### What to do
Each entry needs to be given again, character for character.
^^^^^^^^^^^^^^^^
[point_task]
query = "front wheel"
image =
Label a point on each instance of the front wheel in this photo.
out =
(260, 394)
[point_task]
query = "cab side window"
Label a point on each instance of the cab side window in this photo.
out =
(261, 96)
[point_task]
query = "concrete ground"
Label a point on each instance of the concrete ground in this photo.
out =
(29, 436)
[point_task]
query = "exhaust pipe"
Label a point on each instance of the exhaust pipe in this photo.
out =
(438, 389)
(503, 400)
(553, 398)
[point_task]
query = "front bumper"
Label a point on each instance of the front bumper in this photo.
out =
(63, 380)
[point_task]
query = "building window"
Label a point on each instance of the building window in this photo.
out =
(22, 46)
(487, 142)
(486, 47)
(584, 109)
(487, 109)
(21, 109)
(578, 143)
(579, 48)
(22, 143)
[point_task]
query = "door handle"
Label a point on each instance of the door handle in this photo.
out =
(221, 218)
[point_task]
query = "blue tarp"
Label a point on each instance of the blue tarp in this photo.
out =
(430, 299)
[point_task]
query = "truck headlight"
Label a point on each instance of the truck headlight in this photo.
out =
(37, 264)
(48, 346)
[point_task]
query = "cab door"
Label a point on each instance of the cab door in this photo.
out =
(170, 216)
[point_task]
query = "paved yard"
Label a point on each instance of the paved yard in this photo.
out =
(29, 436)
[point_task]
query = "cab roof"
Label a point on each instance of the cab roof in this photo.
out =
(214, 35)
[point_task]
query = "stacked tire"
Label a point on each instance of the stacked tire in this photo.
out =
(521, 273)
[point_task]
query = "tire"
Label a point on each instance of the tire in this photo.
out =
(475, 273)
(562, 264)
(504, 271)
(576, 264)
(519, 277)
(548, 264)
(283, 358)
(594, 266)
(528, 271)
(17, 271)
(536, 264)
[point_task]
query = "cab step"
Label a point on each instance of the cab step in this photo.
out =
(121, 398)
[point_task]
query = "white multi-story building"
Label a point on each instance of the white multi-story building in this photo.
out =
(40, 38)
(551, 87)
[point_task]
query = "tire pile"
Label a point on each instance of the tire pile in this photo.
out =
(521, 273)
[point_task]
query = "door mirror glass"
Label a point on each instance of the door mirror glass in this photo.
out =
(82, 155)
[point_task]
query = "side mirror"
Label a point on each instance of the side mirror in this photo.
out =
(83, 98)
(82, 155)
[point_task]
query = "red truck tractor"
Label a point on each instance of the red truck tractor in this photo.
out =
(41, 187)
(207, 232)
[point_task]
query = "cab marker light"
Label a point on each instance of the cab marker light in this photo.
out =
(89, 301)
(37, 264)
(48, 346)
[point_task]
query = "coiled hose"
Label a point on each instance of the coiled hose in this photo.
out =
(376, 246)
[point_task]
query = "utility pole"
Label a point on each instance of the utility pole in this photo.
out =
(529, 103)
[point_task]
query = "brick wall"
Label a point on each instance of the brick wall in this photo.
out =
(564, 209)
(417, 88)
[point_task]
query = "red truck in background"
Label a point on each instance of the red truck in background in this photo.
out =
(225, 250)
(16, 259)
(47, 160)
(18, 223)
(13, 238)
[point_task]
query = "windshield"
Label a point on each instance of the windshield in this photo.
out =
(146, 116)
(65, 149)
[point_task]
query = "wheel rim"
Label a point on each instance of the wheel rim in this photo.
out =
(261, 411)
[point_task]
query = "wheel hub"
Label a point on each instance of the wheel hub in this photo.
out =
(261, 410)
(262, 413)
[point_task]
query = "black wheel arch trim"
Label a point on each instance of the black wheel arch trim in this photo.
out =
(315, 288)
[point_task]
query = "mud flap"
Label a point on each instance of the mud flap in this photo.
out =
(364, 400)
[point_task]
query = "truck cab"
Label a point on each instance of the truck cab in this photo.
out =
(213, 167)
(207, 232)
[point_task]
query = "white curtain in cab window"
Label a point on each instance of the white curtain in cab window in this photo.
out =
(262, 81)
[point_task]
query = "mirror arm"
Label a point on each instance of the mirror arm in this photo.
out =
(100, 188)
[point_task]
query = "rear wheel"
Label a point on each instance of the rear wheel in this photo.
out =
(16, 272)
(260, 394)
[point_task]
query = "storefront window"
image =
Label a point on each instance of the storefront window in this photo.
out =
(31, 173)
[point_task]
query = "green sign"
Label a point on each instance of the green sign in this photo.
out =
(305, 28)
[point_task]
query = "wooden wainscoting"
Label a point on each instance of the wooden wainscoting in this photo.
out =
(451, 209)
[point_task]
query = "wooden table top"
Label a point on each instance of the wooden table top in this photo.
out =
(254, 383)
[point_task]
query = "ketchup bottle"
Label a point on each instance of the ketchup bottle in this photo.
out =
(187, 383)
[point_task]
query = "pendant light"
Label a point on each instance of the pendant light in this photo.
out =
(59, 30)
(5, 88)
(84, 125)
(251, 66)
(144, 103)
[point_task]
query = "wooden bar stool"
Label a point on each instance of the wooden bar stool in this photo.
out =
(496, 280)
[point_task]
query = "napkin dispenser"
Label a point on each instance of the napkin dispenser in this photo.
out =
^^^^^^^^^^^^^^^^
### Answer section
[point_task]
query = "front wheel"
image =
Label a point on each instance of the front wheel in this photo.
out =
(260, 394)
[point_task]
query = "cab side window"
Label a point on each instance of the cab side window in this photo.
out =
(261, 96)
[point_task]
query = "concrete ground"
Label a point on each instance of the concrete ground in this photo.
out =
(29, 436)
[point_task]
query = "exhaust pipe"
Label a point on each instance of the exhaust pipe in this photo.
out =
(438, 389)
(503, 400)
(553, 398)
[point_task]
query = "front bumper"
Label a point on each instance of the front bumper in this photo.
out =
(63, 380)
[point_task]
query = "building window"
Label a point on each instance of the building window in this photo.
out =
(22, 46)
(487, 142)
(486, 47)
(584, 109)
(487, 109)
(21, 109)
(578, 143)
(579, 48)
(22, 143)
[point_task]
query = "door handle"
Label a point on each instance of the door handle in this photo.
out =
(221, 218)
[point_task]
query = "blue tarp"
Label a point on each instance of the blue tarp in this photo.
out =
(430, 299)
[point_task]
query = "truck headlight"
Label a point on each instance of the truck headlight in this photo.
out =
(37, 264)
(48, 346)
[point_task]
query = "cab door"
Label a point on each instance of the cab door in this photo.
out =
(170, 216)
[point_task]
query = "paved yard"
Label a point on each instance of the paved yard in this photo.
out =
(29, 436)
[point_task]
query = "cab roof"
Label a point on each instance of the cab roof in this photo.
out =
(214, 35)
[point_task]
query = "stacked tire"
Label a point on each instance of the stacked tire in this photo.
out =
(521, 273)
[point_task]
query = "tire"
Label a point on each instance of the tire in this photo.
out =
(475, 273)
(562, 264)
(504, 271)
(576, 264)
(519, 277)
(548, 264)
(283, 358)
(594, 266)
(528, 271)
(17, 271)
(536, 264)
[point_task]
query = "cab step"
Label a point on each instance of the cab step in this photo.
out =
(121, 398)
[point_task]
query = "white multi-story building"
Label a point on each instance of the white multi-story building in this photo.
out =
(40, 38)
(551, 87)
[point_task]
query = "tire pile"
Label a point on each instance of the tire pile in this photo.
out =
(521, 273)
[point_task]
query = "door mirror glass"
Label a point on each instance of the door mirror glass in this photo.
out =
(82, 155)
[point_task]
query = "side mirror"
Label a point on each instance of the side mirror in this photo.
out =
(83, 98)
(82, 155)
[point_task]
query = "red truck tractor"
Label a point on each instance of the red truck tractor in this photo.
out =
(41, 187)
(207, 232)
[point_task]
query = "cab marker light"
Label a point on each instance of the cab marker light in this photo.
out =
(89, 301)
(37, 264)
(48, 346)
[point_task]
query = "coiled hose"
Label a point on each instance of the coiled hose in this photo.
out =
(376, 246)
[point_task]
query = "utility pole"
Label a point on each instance of the utility pole in this photo.
out =
(529, 103)
[point_task]
query = "brick wall"
Label a point on each instance of the brick wall in this photo.
out =
(564, 209)
(417, 88)
[point_task]
query = "red truck in background"
Label a point on each instance of the red truck in background in this photo.
out =
(225, 250)
(16, 259)
(47, 160)
(18, 223)
(13, 238)
[point_task]
query = "windshield"
Label a point on each instance of the windshield in this photo.
out =
(146, 116)
(65, 149)
[point_task]
query = "wheel rim"
Label a point on each instance of the wheel rim in this photo.
out =
(261, 411)
[point_task]
query = "wheel hub"
Label a point on each instance of the wheel hub in this photo.
out =
(261, 410)
(262, 413)
[point_task]
query = "black wheel arch trim"
Label a point on each instance of the black wheel arch trim in this photo.
out =
(315, 288)
[point_task]
query = "mud flap"
Label a point on each instance of the mud flap in this photo.
out =
(364, 400)
[point_task]
query = "truck cab"
Label a point on each instance of the truck cab in this photo.
out =
(213, 167)
(207, 232)
[point_task]
query = "white curtain in cab window"
Label a point on each instance of the white curtain in cab window in this photo.
out =
(262, 81)
[point_task]
query = "mirror arm"
Label a point on each instance of the mirror arm in this photo.
out =
(100, 188)
[point_task]
query = "rear wheel"
Label a point on each instance of the rear wheel in this photo.
out =
(16, 272)
(260, 394)
[point_task]
query = "storefront window"
image =
Label a point on each instance of the storefront window in this photo.
out =
(31, 173)
[point_task]
query = "green sign"
Label a point on each instance of the green sign in this photo.
out =
(305, 28)
[point_task]
query = "wooden wainscoting"
Label a point on each instance of the wooden wainscoting in this photo.
out =
(451, 209)
[point_task]
query = "wooden table top"
Label a point on each instance of the wooden table top in this photo.
out =
(254, 383)
[point_task]
query = "ketchup bottle"
Label a point on each instance of the ketchup bottle in this photo.
out =
(187, 383)
[point_task]
query = "pendant light"
Label a point on each instance of the pendant light in this photo.
out =
(59, 30)
(5, 88)
(84, 125)
(251, 66)
(144, 103)
[point_task]
query = "wooden bar stool"
Label a point on each instance of the wooden bar stool in this photo.
out =
(496, 280)
[point_task]
query = "napkin dispenser"
Label a point on each instance of the napkin dispenser in this photo.
out =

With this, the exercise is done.